__REQUEST__.
Rewrite the records from the line that has "I would be grateful if you could mark the green leaf" through the end of the records, replacing "thickest part" with "widest part" and keeping everything else the same.

(Object location annotation records)
** START **

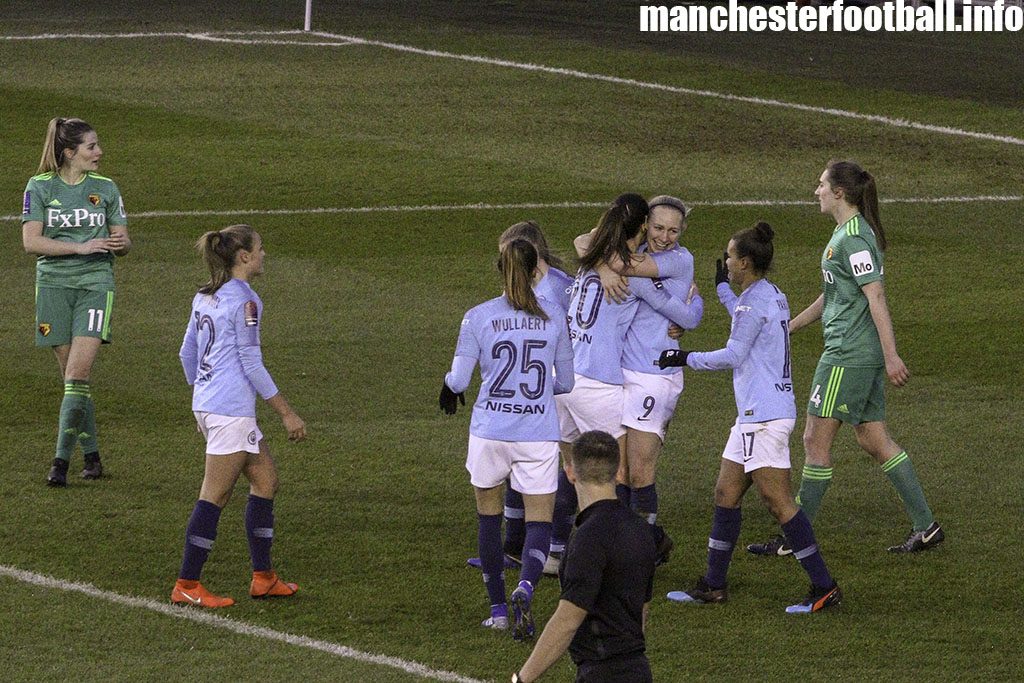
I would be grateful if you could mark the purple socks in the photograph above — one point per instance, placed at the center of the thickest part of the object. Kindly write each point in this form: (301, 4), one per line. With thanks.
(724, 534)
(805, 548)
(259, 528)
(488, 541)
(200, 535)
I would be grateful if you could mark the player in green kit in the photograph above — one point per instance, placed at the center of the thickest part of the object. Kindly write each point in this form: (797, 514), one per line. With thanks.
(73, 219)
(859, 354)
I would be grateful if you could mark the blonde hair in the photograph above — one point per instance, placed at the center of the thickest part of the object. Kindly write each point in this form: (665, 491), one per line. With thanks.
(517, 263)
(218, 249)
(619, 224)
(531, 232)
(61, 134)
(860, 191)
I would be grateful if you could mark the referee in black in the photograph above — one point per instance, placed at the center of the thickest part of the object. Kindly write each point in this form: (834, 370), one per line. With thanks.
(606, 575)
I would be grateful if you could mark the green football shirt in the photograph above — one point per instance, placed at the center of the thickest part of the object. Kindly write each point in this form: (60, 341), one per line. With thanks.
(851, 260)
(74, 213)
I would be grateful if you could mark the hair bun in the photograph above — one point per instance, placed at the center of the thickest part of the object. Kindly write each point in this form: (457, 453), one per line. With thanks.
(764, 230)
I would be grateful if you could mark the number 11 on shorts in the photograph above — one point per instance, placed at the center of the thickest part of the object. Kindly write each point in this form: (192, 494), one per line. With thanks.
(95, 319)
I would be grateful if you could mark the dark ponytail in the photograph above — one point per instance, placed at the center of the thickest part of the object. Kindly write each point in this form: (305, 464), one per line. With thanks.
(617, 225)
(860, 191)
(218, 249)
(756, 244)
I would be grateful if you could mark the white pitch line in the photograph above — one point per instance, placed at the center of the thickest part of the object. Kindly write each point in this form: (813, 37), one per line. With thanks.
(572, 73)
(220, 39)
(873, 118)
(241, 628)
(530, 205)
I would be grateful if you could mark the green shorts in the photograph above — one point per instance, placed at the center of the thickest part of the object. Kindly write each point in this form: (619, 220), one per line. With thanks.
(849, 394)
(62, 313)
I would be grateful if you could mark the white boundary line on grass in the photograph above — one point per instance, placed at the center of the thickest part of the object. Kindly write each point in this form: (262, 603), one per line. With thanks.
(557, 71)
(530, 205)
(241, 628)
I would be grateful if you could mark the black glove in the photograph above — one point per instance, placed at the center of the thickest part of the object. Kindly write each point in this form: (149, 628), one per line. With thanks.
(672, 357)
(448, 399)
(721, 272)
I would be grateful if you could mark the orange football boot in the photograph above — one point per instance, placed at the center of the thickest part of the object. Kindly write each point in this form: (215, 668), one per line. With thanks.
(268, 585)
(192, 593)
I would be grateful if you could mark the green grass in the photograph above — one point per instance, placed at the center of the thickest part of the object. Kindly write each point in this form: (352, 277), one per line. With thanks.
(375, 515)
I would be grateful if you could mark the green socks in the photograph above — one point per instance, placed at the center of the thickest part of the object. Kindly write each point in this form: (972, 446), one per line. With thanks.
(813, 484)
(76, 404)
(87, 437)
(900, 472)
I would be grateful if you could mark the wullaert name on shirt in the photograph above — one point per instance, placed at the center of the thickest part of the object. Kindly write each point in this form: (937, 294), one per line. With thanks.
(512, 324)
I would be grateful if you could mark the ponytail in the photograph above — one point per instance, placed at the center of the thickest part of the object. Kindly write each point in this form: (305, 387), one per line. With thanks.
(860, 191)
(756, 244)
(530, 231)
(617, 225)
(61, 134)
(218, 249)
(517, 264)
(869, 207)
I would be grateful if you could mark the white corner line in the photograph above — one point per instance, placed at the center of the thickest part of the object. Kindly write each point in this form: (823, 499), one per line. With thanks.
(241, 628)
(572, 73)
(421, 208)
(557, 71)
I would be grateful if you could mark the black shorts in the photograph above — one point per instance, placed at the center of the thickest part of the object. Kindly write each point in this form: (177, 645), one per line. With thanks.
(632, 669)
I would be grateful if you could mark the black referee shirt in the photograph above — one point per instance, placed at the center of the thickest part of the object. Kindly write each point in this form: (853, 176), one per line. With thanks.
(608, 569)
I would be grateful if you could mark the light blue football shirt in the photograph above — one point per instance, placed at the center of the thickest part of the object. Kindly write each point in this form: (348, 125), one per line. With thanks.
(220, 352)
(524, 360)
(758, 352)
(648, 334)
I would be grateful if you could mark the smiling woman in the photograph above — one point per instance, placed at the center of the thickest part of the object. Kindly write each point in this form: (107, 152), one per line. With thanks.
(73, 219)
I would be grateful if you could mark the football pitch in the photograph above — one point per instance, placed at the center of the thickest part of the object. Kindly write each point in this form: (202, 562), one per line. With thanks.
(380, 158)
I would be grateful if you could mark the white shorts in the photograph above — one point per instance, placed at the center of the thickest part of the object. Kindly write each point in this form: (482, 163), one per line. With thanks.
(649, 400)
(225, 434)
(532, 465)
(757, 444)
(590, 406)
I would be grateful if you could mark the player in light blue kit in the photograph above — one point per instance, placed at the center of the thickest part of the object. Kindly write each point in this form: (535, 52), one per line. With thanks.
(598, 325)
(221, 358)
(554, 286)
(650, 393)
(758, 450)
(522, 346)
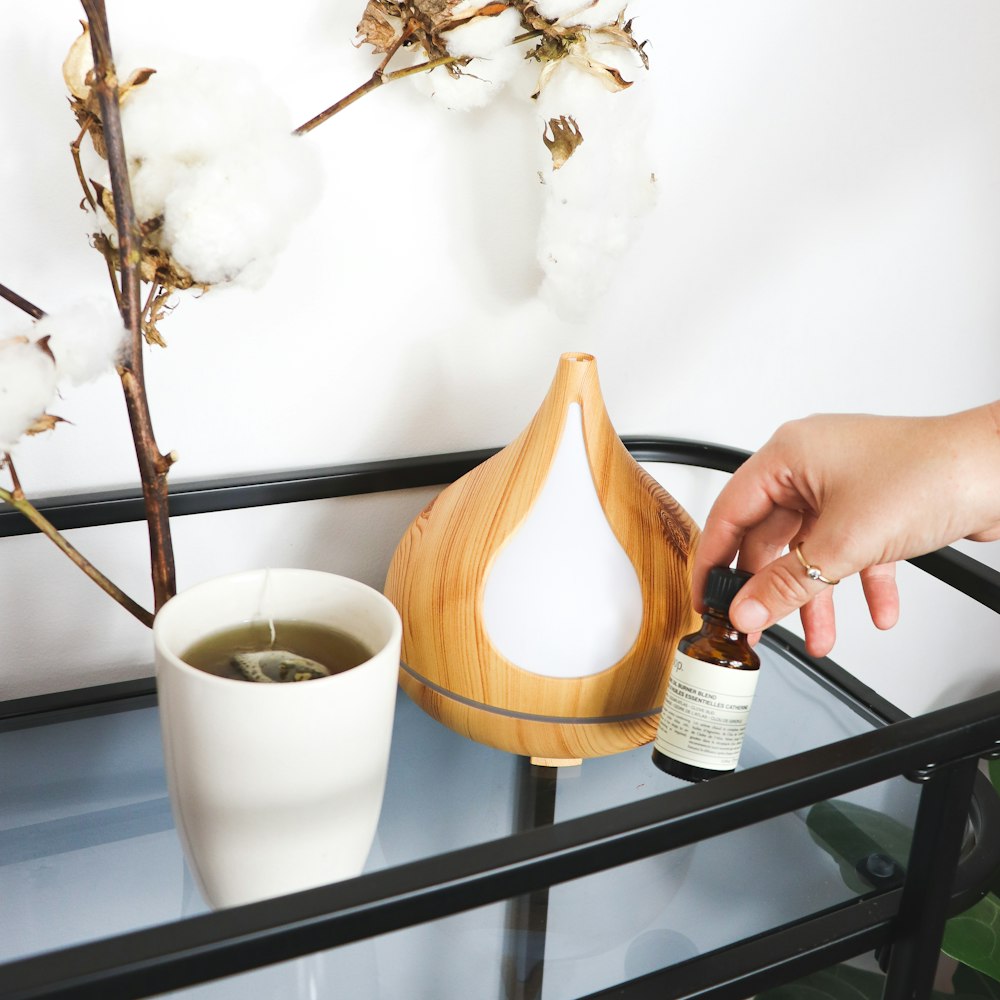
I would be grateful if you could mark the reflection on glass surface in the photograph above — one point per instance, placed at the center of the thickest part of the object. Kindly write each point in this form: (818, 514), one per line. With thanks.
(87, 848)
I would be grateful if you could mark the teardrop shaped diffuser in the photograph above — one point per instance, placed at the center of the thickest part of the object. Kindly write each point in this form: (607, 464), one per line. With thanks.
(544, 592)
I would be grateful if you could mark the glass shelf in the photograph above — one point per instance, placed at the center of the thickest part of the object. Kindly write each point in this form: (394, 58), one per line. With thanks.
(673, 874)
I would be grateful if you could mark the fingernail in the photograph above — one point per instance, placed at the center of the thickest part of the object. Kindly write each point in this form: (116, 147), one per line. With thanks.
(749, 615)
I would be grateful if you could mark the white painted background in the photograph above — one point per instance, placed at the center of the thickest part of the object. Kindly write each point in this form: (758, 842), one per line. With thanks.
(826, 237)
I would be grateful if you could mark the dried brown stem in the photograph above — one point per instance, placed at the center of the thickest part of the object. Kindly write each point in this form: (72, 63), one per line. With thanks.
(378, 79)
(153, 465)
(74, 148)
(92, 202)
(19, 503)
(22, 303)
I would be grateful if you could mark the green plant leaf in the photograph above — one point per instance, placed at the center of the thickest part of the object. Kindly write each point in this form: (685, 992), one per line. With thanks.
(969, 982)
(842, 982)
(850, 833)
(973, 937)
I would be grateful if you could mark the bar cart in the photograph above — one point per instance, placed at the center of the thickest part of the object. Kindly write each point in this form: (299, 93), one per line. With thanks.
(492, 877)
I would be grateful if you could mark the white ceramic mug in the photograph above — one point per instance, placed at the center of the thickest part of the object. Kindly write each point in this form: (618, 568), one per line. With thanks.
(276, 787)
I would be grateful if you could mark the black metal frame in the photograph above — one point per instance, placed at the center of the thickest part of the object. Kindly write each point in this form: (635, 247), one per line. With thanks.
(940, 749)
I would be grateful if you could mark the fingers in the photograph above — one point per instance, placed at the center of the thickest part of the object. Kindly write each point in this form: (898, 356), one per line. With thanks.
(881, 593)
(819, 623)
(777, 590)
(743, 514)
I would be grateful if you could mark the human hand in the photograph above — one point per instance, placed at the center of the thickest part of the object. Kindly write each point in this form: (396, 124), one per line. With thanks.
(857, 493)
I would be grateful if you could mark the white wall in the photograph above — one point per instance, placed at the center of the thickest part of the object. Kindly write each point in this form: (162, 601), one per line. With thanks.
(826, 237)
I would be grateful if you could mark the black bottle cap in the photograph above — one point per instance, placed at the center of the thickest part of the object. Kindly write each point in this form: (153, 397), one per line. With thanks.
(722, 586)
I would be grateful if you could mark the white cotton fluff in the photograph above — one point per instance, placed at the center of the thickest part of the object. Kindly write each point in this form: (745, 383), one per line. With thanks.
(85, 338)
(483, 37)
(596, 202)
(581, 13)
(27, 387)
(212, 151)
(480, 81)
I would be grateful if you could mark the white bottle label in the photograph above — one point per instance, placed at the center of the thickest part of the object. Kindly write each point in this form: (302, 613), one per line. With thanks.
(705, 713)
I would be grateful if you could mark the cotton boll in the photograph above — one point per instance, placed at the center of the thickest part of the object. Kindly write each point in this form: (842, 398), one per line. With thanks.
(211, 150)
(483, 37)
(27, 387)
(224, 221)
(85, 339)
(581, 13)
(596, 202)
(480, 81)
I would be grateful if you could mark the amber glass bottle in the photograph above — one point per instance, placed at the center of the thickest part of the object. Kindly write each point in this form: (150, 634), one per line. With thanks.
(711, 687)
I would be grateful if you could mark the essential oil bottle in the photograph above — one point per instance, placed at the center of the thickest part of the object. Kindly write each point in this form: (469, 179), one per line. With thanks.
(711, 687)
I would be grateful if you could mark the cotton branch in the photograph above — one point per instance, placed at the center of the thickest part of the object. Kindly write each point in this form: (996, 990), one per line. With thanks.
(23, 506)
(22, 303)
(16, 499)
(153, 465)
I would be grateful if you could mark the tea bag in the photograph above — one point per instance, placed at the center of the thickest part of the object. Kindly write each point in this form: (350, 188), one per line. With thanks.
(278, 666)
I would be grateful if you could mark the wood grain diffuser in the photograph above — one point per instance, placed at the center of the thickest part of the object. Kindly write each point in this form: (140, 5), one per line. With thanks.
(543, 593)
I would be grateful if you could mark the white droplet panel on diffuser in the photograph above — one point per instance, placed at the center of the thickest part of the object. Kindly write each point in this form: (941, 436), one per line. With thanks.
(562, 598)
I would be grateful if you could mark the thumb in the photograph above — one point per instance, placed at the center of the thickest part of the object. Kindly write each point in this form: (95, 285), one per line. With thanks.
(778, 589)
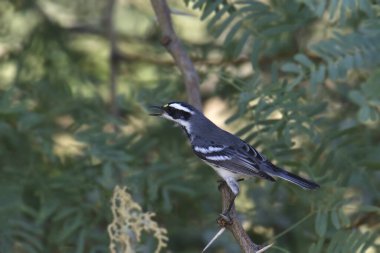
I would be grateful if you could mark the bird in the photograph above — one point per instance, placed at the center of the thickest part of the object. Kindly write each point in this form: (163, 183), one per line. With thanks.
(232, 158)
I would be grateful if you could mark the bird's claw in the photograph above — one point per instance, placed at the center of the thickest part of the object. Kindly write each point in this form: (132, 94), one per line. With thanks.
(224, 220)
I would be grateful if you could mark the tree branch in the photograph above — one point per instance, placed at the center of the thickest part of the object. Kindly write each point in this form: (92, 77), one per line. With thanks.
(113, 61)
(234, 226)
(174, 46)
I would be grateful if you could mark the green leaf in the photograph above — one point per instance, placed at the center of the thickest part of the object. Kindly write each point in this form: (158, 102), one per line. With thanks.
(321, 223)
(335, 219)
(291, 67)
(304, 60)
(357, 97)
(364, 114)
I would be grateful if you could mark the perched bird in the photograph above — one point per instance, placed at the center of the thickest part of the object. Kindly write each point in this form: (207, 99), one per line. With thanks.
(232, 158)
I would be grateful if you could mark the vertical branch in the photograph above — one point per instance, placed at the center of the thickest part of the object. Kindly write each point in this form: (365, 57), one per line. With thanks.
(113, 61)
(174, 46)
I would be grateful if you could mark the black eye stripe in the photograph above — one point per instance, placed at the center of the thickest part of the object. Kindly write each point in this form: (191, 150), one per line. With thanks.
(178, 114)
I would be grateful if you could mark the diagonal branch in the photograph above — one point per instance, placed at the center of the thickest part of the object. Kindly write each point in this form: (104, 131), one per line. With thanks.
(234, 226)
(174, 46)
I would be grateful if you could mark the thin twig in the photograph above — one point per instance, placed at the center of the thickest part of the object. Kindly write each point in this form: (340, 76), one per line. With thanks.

** END **

__RESPONSE__.
I would be grateful if you could mark the green leaf in the photograph above — one point per instance, placed at the center of the widest part of the object. Kindly write each point in this form: (158, 102), one per line. With thanks.
(321, 223)
(335, 219)
(291, 67)
(304, 60)
(357, 97)
(364, 114)
I would be grateful if you could mark the perched bird in the photograph above — one point per instance, placed at the center of the widest part of the object. Kindly write each point in this form: (207, 99), one per line. With thanks.
(232, 158)
I would be grateful if you could mark the vertical branch in the photograph above — one point per instance, placed at the center of the widest part of the object. Kindly write each point in this form: (365, 57), one per line. With thanks.
(113, 61)
(174, 46)
I would be grateful if you could mark the black eye stripe in the photograph above — one point per instance, placed at the center of the widest part of the object. Kindly write each point in this form: (191, 150), one per line. With thanks.
(178, 114)
I would be grateful if you could mark the diagonal branch in the photograph above — one point per instance, placed at the center of the widest part of the object. Kindly write each point in this form: (104, 131), one per line. With thanks.
(234, 226)
(174, 46)
I would be grateful if you could mark the thin twig in the photograph above — one point per instance, placed at the center of the widest part of the object. Kindly write each point in this form: (340, 76), one per line. With thanks.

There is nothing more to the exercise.